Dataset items
==================================================
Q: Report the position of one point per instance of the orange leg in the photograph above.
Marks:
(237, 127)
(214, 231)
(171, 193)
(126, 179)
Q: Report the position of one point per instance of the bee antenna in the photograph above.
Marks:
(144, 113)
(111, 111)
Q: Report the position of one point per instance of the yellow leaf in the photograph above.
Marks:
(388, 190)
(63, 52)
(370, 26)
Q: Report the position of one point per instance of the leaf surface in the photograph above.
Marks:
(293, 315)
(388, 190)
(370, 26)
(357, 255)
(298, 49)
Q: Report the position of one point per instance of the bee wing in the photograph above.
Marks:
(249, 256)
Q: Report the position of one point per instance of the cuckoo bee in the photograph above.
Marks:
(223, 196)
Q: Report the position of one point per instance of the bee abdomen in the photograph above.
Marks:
==================================================
WHAT IS ASKED: Please put the lines of the records, from the line containing "abdomen in the photograph above." through the end of the records, into a Markdown table with columns Row and Line, leaving out blank lines.

CORRECT RESPONSE:
| Row | Line |
|---|---|
| 1 | Q: Report the position of one point per instance of the bee abdomen in the photograph above. |
| 2 | Marks: |